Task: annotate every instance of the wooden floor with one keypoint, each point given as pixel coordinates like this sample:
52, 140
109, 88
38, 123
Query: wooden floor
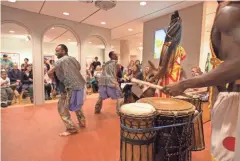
31, 134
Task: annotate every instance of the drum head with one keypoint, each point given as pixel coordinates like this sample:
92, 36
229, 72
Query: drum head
138, 109
169, 106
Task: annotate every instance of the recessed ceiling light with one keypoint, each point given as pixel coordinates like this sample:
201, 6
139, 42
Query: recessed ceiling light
12, 1
143, 3
66, 13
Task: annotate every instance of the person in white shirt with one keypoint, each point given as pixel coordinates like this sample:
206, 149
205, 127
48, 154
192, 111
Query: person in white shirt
47, 85
6, 91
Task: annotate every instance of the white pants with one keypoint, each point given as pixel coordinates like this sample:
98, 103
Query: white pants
225, 138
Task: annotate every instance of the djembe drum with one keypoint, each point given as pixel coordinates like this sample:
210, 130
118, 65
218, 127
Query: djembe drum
173, 141
137, 145
198, 142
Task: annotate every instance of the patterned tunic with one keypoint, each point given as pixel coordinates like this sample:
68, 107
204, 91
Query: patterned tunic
67, 70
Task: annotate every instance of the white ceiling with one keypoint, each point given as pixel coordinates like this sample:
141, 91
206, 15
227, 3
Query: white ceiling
126, 14
55, 35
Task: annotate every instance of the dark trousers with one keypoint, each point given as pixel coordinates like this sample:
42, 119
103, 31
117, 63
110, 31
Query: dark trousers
48, 89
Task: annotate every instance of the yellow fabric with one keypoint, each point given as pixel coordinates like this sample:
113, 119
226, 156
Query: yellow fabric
213, 158
174, 70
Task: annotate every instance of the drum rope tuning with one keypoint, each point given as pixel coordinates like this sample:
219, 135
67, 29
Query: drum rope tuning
159, 127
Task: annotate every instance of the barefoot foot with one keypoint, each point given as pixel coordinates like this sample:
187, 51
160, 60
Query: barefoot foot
67, 133
82, 123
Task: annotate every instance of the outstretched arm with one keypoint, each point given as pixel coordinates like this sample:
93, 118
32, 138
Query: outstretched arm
229, 70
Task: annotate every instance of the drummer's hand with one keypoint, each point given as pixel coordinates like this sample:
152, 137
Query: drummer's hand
174, 89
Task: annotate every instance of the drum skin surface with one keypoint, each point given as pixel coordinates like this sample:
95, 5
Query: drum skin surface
137, 145
173, 143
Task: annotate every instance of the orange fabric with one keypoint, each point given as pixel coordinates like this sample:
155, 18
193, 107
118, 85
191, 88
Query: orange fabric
174, 72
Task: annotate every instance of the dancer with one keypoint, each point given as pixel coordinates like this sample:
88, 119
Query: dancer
225, 120
71, 85
108, 84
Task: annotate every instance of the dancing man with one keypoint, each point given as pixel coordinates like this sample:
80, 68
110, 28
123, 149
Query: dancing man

════

What to work on —
Copy out exactly the lines running from the line with "Task: annotate every instance of the drum skin" to the end of the records, inclusive.

In response —
Task: annotate every instance of the drum skin surface with one keypoint, each point given as pixel coordinates like this sample:
95, 5
Query: drum skin surface
137, 145
173, 143
Task: annotate every instance of the orange fabric with one keypoint, each point given as pixel coordinates like this sample:
155, 18
193, 107
118, 85
191, 88
Query: orange fabric
174, 72
Task: annotate every instance of the dancer with one keypoint, each point given as pixel coordinates like this sample:
88, 119
Query: dancer
225, 120
71, 85
108, 84
Task: annotate every instance of the dancing man with one keypoint, each point given as pixel coordinates like this sample:
80, 68
110, 28
123, 149
Query: dancing man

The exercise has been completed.